#### Required work
Update the stretch from the start of the material through the line containing "M 140 86 L 131" by putting "stone" in place of "rock" and keeping everything else the same. Leave the pictures out of the result.

#### Data for this task
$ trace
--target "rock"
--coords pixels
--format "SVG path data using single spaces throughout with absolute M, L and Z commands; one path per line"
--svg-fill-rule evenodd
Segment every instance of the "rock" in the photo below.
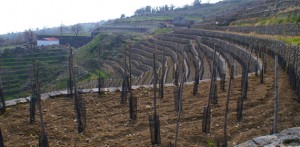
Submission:
M 253 138 L 253 142 L 259 146 L 269 145 L 272 142 L 277 141 L 277 136 L 274 135 L 267 135 L 267 136 L 261 136 Z
M 28 100 L 26 98 L 19 98 L 19 99 L 16 99 L 16 102 L 18 104 L 24 104 L 24 103 L 27 103 Z
M 300 127 L 289 128 L 278 134 L 256 137 L 235 147 L 300 146 Z
M 250 140 L 239 145 L 234 145 L 234 147 L 257 147 L 257 145 Z
M 103 89 L 101 88 L 100 91 L 103 91 Z M 93 88 L 92 89 L 92 93 L 97 93 L 98 92 L 98 88 Z
M 60 91 L 60 93 L 63 96 L 67 96 L 68 95 L 68 91 L 67 90 L 62 90 L 62 91 Z
M 81 93 L 90 93 L 92 89 L 82 89 Z
M 50 98 L 50 94 L 49 93 L 43 93 L 43 94 L 41 94 L 41 99 L 42 100 L 46 100 L 48 98 Z
M 15 100 L 5 101 L 5 106 L 6 107 L 15 106 L 15 105 L 17 105 L 17 102 Z
M 140 86 L 131 86 L 131 89 L 133 89 L 133 90 L 137 90 L 139 88 L 140 88 Z
M 57 91 L 52 91 L 49 93 L 49 96 L 50 96 L 50 98 L 57 97 L 57 96 L 60 96 L 60 93 L 58 93 Z
M 108 91 L 109 92 L 116 92 L 117 88 L 116 87 L 110 87 L 110 88 L 108 88 Z

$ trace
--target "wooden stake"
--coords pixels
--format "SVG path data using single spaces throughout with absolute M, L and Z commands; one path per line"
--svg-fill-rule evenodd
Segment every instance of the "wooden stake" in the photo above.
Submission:
M 278 56 L 275 56 L 275 99 L 274 99 L 274 122 L 272 133 L 277 132 L 277 121 L 278 121 Z

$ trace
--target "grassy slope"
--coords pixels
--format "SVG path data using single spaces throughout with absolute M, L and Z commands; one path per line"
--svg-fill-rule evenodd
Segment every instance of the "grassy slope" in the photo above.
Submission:
M 75 62 L 84 67 L 88 74 L 81 78 L 81 81 L 95 80 L 98 77 L 98 58 L 99 58 L 99 47 L 101 47 L 101 60 L 114 60 L 123 58 L 123 50 L 125 47 L 124 42 L 135 43 L 145 36 L 142 34 L 135 33 L 101 33 L 97 35 L 87 45 L 79 48 L 76 52 Z M 100 71 L 101 76 L 108 78 L 108 74 L 104 69 Z

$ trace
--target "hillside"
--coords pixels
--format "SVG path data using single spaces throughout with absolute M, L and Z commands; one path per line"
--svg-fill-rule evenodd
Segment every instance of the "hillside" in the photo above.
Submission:
M 275 58 L 279 67 L 279 107 L 274 132 L 299 126 L 299 5 L 298 0 L 226 0 L 143 13 L 95 29 L 94 38 L 85 46 L 70 50 L 72 54 L 66 50 L 58 53 L 68 54 L 70 63 L 60 60 L 64 67 L 56 66 L 60 70 L 51 69 L 49 75 L 44 75 L 55 82 L 52 89 L 45 89 L 54 92 L 43 96 L 63 95 L 43 97 L 47 99 L 42 101 L 42 112 L 49 144 L 154 145 L 149 126 L 154 111 L 154 89 L 149 85 L 153 83 L 157 83 L 157 93 L 164 93 L 161 100 L 157 95 L 160 130 L 156 132 L 162 146 L 176 142 L 177 122 L 178 146 L 225 144 L 224 110 L 230 77 L 228 146 L 270 134 L 277 88 Z M 174 23 L 178 16 L 183 25 Z M 79 93 L 66 98 L 74 83 Z M 99 86 L 101 96 L 89 93 Z M 193 94 L 194 89 L 197 94 Z M 174 109 L 180 107 L 181 98 L 183 111 L 177 113 Z M 126 102 L 122 104 L 122 100 Z M 134 104 L 137 119 L 129 118 Z M 27 124 L 29 116 L 24 110 L 28 107 L 12 106 L 0 119 L 9 146 L 38 143 L 39 120 L 20 127 Z M 76 128 L 83 132 L 76 133 Z M 27 144 L 16 141 L 25 139 Z

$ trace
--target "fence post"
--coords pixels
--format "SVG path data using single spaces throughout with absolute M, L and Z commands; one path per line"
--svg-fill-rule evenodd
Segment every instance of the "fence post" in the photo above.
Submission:
M 272 133 L 277 132 L 277 120 L 278 120 L 278 56 L 275 56 L 275 99 L 274 99 L 274 123 Z
M 0 107 L 0 111 L 1 113 L 5 113 L 6 112 L 6 106 L 5 106 L 5 98 L 3 95 L 3 87 L 2 87 L 2 80 L 1 80 L 1 63 L 0 63 L 0 100 L 1 100 L 1 107 Z

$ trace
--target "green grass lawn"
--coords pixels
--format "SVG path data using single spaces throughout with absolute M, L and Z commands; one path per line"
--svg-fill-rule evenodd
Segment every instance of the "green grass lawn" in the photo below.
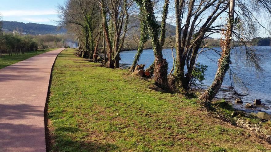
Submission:
M 215 118 L 196 99 L 88 62 L 69 49 L 53 72 L 49 151 L 268 151 L 255 135 Z
M 0 69 L 17 62 L 18 62 L 20 61 L 33 57 L 34 56 L 56 49 L 54 49 L 45 50 L 39 51 L 36 51 L 35 52 L 26 52 L 25 54 L 20 54 L 19 53 L 19 54 L 17 55 L 15 55 L 15 53 L 12 53 L 12 56 L 9 56 L 8 53 L 6 53 L 5 55 L 5 57 L 4 57 L 2 54 L 2 58 L 0 58 Z

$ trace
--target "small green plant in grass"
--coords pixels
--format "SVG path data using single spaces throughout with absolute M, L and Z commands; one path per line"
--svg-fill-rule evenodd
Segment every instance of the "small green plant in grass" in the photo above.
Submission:
M 244 118 L 249 122 L 253 124 L 258 123 L 261 120 L 261 119 L 257 116 L 257 115 L 254 112 L 251 113 L 247 117 Z

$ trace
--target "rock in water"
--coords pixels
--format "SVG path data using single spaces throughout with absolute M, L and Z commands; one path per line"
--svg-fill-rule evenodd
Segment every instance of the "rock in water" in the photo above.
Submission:
M 257 113 L 257 116 L 261 119 L 266 120 L 269 120 L 271 119 L 271 115 L 264 112 L 259 112 Z
M 261 101 L 260 100 L 255 99 L 254 100 L 254 104 L 255 105 L 261 105 Z
M 242 111 L 234 111 L 232 113 L 231 115 L 234 117 L 240 114 L 244 114 L 245 112 Z
M 249 103 L 246 104 L 245 107 L 246 108 L 252 108 L 253 107 L 253 105 Z
M 142 76 L 145 74 L 145 71 L 144 70 L 140 70 L 137 72 L 137 74 L 141 76 Z
M 235 100 L 235 103 L 243 103 L 243 101 L 240 98 L 237 98 Z
M 151 75 L 151 73 L 148 71 L 145 71 L 145 75 L 147 76 L 149 76 Z

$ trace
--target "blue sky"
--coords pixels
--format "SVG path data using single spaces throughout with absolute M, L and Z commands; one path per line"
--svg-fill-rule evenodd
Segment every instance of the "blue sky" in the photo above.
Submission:
M 56 25 L 59 4 L 65 0 L 0 0 L 2 20 Z

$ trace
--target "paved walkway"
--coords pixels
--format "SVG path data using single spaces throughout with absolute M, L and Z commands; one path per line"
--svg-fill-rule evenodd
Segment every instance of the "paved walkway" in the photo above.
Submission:
M 0 152 L 46 152 L 44 106 L 52 66 L 64 49 L 0 69 Z

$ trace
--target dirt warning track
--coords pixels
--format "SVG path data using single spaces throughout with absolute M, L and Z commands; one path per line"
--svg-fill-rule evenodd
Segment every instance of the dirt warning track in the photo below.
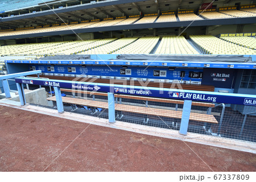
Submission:
M 1 171 L 256 171 L 256 154 L 0 106 Z

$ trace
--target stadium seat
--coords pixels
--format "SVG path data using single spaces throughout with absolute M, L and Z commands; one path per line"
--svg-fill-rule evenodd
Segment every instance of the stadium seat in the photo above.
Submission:
M 200 20 L 203 19 L 193 13 L 178 14 L 180 21 Z
M 199 54 L 183 36 L 163 36 L 155 54 Z
M 256 55 L 256 51 L 228 42 L 212 35 L 191 35 L 195 45 L 205 54 Z

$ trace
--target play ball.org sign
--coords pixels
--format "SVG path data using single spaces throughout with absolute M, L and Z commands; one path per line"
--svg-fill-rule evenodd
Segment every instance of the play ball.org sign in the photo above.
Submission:
M 246 98 L 245 98 L 245 101 L 243 101 L 243 104 L 256 106 L 256 99 Z

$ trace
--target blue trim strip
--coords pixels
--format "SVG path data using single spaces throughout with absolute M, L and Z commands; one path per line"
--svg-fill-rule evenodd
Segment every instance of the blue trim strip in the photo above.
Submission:
M 62 102 L 62 96 L 59 87 L 54 86 L 54 91 L 55 92 L 56 102 L 57 104 L 57 107 L 59 113 L 64 112 L 63 103 Z
M 3 90 L 5 90 L 5 97 L 11 98 L 11 93 L 10 93 L 10 88 L 8 81 L 7 80 L 2 80 L 2 83 L 3 86 Z
M 26 63 L 26 64 L 85 64 L 85 65 L 134 65 L 134 66 L 160 66 L 160 67 L 172 67 L 183 68 L 230 68 L 230 69 L 256 69 L 256 63 L 212 63 L 212 62 L 180 62 L 172 61 L 139 61 L 139 60 L 61 60 L 61 61 L 13 61 L 6 60 L 7 63 Z
M 15 81 L 18 83 L 47 86 L 57 86 L 76 90 L 89 91 L 95 91 L 95 90 L 97 90 L 98 92 L 111 92 L 115 94 L 256 106 L 256 96 L 255 95 L 179 90 L 176 89 L 159 89 L 154 87 L 142 87 L 130 85 L 123 86 L 118 84 L 107 84 L 35 78 L 18 77 L 15 78 Z
M 0 80 L 1 80 L 10 79 L 10 78 L 13 78 L 17 77 L 35 75 L 35 74 L 39 74 L 39 73 L 42 73 L 41 70 L 32 71 L 30 71 L 30 72 L 1 75 L 1 76 L 0 76 Z
M 115 122 L 114 98 L 114 93 L 110 92 L 108 93 L 109 122 L 110 123 L 114 123 Z

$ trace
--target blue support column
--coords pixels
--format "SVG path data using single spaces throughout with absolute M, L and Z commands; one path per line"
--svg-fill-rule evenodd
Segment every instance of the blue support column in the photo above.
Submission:
M 24 106 L 26 103 L 25 94 L 24 93 L 23 85 L 22 84 L 18 84 L 18 83 L 16 83 L 16 85 L 17 86 L 18 93 L 19 93 L 20 105 Z
M 115 97 L 114 93 L 108 93 L 108 100 L 109 103 L 109 122 L 110 123 L 115 122 Z
M 7 80 L 3 80 L 2 81 L 3 90 L 5 90 L 5 97 L 11 98 L 11 93 L 10 93 L 9 84 L 8 84 L 8 81 Z
M 61 93 L 60 92 L 60 88 L 59 87 L 54 86 L 54 92 L 55 92 L 56 102 L 57 104 L 57 107 L 58 112 L 63 113 L 64 112 L 63 102 L 62 102 Z
M 187 135 L 188 122 L 189 121 L 190 112 L 191 111 L 192 101 L 184 101 L 182 111 L 181 123 L 180 123 L 180 134 Z

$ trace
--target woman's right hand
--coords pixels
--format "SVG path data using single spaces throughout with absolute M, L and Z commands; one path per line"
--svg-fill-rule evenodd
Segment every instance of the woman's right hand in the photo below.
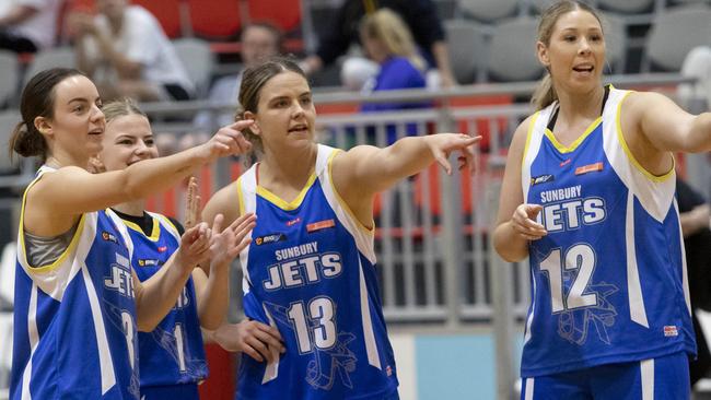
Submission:
M 200 148 L 209 162 L 228 155 L 240 155 L 252 150 L 252 143 L 242 134 L 254 121 L 245 119 L 220 128 L 217 133 Z
M 511 226 L 526 240 L 538 240 L 546 236 L 546 227 L 536 222 L 538 213 L 543 211 L 540 204 L 521 204 L 511 216 Z
M 229 352 L 243 352 L 257 362 L 272 363 L 277 354 L 283 353 L 287 349 L 283 345 L 281 334 L 275 327 L 259 321 L 245 319 L 240 323 L 225 323 L 212 332 L 212 339 Z

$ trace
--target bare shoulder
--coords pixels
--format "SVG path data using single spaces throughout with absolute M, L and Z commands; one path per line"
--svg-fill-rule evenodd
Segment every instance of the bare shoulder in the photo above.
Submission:
M 516 127 L 516 130 L 513 133 L 513 138 L 511 139 L 511 146 L 509 148 L 509 153 L 511 152 L 523 152 L 526 141 L 528 140 L 528 131 L 532 128 L 532 123 L 534 123 L 536 114 L 532 114 L 526 119 L 521 121 L 518 126 Z

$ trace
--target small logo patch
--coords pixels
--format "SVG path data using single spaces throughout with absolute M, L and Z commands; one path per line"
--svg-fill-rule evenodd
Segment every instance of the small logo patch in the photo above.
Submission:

#### Solution to this problem
$ trace
--target "stone"
--coords pixels
--format "SVG path data using single spaces throughout with absolute M, L and Z commands; one path per line"
--svg-fill-rule evenodd
Segment every instance of the "stone" in the photo below.
Submission:
M 253 138 L 253 142 L 259 146 L 269 145 L 272 142 L 277 141 L 277 136 L 274 135 L 267 135 L 267 136 L 261 136 Z
M 28 100 L 26 98 L 19 98 L 19 99 L 16 99 L 16 102 L 18 104 L 24 104 L 24 103 L 27 103 Z
M 300 127 L 289 128 L 278 134 L 256 137 L 235 147 L 300 146 Z
M 250 140 L 239 145 L 234 145 L 234 147 L 257 147 L 257 145 Z
M 103 89 L 101 88 L 100 91 L 103 91 Z M 93 88 L 92 89 L 92 93 L 97 93 L 98 92 L 98 88 Z
M 60 91 L 60 93 L 63 96 L 67 96 L 68 95 L 68 91 L 67 90 L 62 90 L 62 91 Z
M 81 93 L 90 93 L 92 89 L 82 89 Z
M 50 98 L 50 94 L 49 93 L 43 93 L 43 94 L 41 94 L 41 99 L 42 100 L 46 100 L 48 98 Z
M 15 100 L 5 101 L 5 106 L 6 107 L 15 106 L 15 105 L 17 105 L 17 102 Z
M 140 86 L 131 86 L 131 89 L 133 89 L 133 90 L 137 90 L 139 88 L 140 88 Z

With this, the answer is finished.